Ben Washburne

Personal information
- Full name: Benjamin Washburne
- Born: April 17, 2001 (age 25) Madison, Connecticut, U.S.
- Education: Williams College
- Height: 5 ft 11 in (180 cm)
- Weight: 185 lb (84 kg)

Sport
- Country: United States
- Sport: Pararowing
- Disability: Clubfoot
- Disability class: PR3

Medal record
Pararowing
Representing the United States
Paralympic Games
| Silver medal – second place | 2024 Paris | PR3 Mix4+ |
World Championships
| Silver medal – second place | 2023 Belgrade | PR3 Mix4+ |

= Ben Washburne =

American Paralympic rower

Benjamin Washburne (born April 17, 2001) is an American pararower. He represented the United States at the 2024 Summer Paralympics.

==Early life and education==
Washburne was born with a left clubfoot. He underwent several surgeries, requiring him to use a wheelchair during his childhood and relearn how to walk. He broke his left leg playing soccer in gym class in fifth grade and had surgery to rebuild his foot. He attended Hopkins School in New Haven, Connecticut and began rowing in eighth grade. He also rowed for the Blood Street Sculls.

ACTIONS TO TAKE:
1/ From the Ben Washburne article, reproduce the passage from "American Paralympic rower" to "Blood Street Sculls." verbatim.
2/ Answer these questions using the Ben Washburne article:
(a) In what town and state was Washburne born?
(b) Which medal did he win at the 2024 Paris Paralympic Games, and in which event?
(c) In which grade did he begin rowing?
3/ Extend the Ben Washburne article past its final sentence.

RECORDS PROVIDED:
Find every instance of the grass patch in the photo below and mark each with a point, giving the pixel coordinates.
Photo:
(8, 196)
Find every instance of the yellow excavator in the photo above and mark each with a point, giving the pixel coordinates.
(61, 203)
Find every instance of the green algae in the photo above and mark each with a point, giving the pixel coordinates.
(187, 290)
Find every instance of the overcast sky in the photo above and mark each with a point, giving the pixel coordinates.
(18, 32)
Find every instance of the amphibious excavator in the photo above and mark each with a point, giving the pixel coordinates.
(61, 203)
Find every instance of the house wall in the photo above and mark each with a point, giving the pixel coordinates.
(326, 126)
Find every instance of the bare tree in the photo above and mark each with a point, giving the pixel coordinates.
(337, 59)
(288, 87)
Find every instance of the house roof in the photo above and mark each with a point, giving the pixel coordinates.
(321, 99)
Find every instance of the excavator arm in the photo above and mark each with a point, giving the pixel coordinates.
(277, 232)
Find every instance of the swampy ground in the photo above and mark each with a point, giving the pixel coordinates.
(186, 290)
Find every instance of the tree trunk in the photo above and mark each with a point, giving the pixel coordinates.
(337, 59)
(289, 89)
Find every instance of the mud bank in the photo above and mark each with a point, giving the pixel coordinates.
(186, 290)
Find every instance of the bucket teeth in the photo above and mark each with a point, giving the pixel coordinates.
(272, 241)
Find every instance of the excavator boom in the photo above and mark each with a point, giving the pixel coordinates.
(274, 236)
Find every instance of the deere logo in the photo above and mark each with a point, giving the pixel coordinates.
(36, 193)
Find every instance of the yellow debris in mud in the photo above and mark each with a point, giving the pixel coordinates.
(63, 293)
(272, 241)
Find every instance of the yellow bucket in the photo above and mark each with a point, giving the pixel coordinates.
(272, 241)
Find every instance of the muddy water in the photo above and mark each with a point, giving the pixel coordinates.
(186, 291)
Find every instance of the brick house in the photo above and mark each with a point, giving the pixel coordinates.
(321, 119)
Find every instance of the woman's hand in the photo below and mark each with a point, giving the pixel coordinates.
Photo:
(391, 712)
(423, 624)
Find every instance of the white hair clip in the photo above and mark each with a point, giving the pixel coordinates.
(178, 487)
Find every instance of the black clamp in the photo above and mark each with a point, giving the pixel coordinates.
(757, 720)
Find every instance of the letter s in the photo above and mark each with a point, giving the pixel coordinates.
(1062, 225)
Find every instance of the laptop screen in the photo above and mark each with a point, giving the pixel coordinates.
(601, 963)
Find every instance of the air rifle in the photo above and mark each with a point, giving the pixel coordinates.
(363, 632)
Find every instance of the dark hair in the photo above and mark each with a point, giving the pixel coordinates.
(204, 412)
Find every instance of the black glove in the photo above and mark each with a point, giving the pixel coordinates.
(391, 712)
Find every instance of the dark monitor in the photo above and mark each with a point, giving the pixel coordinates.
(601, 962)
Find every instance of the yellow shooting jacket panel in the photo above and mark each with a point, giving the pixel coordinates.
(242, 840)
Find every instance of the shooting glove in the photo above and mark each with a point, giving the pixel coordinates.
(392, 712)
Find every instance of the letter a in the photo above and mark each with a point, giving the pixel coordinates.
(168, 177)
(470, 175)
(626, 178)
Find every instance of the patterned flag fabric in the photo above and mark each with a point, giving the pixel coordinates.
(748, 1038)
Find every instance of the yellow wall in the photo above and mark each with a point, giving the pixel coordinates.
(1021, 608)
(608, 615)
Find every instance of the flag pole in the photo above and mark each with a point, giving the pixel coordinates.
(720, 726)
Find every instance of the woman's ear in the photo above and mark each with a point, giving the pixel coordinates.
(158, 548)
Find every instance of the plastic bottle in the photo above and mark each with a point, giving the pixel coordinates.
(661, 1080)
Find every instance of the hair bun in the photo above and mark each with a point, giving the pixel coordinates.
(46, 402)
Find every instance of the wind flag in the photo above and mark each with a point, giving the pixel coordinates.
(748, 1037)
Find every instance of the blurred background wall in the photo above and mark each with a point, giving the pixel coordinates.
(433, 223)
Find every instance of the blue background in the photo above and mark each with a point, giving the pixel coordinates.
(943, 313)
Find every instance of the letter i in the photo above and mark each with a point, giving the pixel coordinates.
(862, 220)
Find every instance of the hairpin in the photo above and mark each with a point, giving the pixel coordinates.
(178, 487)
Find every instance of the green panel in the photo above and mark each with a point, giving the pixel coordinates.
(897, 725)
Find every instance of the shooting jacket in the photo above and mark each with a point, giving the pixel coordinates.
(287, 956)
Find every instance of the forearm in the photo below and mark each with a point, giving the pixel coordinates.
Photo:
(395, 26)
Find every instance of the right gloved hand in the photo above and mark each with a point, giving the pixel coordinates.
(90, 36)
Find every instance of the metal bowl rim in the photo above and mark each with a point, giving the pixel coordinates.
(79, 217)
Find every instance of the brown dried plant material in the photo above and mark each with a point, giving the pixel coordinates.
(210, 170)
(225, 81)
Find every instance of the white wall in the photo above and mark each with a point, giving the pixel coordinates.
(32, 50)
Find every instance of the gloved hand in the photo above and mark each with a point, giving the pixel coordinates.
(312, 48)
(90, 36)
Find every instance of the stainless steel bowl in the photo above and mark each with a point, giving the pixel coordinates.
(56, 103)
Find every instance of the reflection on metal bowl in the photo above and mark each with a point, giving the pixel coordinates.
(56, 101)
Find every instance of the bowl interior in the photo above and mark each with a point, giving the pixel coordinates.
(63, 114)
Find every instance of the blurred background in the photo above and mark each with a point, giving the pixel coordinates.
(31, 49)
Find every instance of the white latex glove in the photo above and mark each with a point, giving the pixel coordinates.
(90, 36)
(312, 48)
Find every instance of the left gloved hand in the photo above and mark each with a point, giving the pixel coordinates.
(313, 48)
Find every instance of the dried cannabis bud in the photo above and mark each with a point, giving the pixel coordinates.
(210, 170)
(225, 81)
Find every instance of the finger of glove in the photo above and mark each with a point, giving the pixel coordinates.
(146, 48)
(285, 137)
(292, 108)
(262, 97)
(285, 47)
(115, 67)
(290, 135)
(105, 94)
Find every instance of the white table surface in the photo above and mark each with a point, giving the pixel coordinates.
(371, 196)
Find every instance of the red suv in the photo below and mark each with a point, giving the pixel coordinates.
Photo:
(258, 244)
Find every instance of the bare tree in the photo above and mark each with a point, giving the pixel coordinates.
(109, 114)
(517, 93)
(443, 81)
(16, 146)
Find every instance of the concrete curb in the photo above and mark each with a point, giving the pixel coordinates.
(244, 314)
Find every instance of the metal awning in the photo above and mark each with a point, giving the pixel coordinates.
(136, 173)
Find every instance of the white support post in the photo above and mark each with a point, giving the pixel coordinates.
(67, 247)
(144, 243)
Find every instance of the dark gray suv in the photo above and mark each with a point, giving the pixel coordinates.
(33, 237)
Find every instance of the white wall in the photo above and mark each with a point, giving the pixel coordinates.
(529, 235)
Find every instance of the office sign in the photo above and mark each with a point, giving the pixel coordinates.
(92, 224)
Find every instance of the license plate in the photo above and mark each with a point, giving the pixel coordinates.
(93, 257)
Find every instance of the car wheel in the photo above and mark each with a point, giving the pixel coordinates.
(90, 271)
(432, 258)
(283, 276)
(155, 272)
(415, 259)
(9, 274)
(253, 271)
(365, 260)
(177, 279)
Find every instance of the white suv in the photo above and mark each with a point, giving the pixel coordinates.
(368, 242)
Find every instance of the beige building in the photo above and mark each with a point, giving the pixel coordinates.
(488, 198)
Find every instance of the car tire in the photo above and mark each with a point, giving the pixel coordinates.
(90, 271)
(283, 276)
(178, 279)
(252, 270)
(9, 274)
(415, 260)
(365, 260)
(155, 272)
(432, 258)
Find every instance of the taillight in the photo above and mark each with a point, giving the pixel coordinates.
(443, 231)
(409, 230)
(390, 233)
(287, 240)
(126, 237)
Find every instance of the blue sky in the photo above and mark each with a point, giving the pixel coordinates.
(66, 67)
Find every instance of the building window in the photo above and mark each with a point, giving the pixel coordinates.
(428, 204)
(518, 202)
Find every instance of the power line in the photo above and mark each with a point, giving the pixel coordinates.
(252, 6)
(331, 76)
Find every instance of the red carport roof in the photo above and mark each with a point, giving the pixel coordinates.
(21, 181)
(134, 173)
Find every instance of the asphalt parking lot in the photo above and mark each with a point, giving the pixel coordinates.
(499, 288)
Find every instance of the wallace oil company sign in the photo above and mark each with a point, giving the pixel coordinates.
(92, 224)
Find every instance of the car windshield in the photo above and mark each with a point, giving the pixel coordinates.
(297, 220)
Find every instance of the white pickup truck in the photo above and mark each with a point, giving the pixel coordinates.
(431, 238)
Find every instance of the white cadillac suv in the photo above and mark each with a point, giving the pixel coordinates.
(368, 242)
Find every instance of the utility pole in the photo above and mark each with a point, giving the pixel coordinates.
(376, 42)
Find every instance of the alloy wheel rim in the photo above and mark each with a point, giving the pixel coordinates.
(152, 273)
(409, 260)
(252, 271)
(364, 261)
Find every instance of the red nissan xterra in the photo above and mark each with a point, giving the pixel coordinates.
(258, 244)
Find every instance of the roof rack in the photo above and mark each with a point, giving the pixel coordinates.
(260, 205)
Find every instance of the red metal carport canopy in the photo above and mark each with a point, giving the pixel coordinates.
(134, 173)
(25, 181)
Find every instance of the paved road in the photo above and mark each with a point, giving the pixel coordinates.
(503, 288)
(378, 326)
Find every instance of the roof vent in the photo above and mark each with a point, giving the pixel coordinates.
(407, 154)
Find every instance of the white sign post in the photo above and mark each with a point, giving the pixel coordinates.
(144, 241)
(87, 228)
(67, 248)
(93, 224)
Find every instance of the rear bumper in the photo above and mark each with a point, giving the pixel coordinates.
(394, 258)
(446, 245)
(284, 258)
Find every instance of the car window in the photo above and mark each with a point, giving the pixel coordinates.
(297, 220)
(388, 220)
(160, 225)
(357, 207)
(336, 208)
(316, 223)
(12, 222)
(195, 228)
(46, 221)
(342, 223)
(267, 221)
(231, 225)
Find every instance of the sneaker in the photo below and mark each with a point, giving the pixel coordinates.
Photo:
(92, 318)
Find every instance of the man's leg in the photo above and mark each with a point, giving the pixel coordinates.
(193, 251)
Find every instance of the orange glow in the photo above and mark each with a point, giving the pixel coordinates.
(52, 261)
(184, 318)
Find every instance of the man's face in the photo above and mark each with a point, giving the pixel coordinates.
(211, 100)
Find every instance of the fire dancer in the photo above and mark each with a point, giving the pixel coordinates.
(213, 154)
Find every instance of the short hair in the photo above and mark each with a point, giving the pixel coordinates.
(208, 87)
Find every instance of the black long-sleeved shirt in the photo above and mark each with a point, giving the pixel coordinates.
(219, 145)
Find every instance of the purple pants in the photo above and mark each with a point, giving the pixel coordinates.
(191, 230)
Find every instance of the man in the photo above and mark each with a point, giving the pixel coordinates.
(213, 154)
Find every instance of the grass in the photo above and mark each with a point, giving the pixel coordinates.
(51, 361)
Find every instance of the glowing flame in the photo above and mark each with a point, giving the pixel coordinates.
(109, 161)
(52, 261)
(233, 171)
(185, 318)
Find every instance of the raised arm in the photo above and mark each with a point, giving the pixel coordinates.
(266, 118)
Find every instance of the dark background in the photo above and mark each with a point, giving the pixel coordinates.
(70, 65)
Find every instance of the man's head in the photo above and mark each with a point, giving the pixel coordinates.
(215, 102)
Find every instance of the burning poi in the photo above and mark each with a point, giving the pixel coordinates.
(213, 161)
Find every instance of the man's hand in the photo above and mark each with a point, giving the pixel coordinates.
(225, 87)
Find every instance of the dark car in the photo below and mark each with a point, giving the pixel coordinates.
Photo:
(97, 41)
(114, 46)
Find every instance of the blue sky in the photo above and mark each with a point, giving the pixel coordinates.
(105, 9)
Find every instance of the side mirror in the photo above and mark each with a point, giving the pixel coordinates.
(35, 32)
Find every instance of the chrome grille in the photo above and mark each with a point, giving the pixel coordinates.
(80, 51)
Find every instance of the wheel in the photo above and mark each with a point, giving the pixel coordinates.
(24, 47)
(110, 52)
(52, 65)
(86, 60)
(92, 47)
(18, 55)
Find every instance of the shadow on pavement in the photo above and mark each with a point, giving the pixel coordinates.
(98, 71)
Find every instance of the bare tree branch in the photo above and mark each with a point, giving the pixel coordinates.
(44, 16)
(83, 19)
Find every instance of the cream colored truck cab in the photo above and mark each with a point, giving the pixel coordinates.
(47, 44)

EXERCISE RESPONSES:
1/
American Paralympic rower

Benjamin Washburne (born April 17, 2001) is an American pararower. He represented the United States at the 2024 Summer Paralympics.

==Early life and education==
Washburne was born with a left clubfoot. He underwent several surgeries, requiring him to use a wheelchair during his childhood and relearn how to walk. He broke his left leg playing soccer in gym class in fifth grade and had surgery to rebuild his foot. He attended Hopkins School in New Haven, Connecticut and began rowing in eighth grade. He also rowed for the Blood Street Sculls.

2/
(a) Madison, Connecticut
(b) A silver medal in the PR3 Mix4+
(c) Eighth grade

3/
He then attended Williams College and was a member of the rowing team. He graduated with a degree in physics and economics. In 2023, he helped Williams College win the IRA Division III rowing title. Following the season he was named to the All-NESCAC second team and awarded the John A. Shaw Award in 2023.

==Career==
Washburne made his international debut at the 2023 World Rowing Championships and won a silver medal in the PR3 Mixed coxed four event with a time of 7:25.01.

On January 19, 2024, he was selected to represent the United States at the 2024 Summer Paralympics. He won a silver medal in the mixed coxed four event.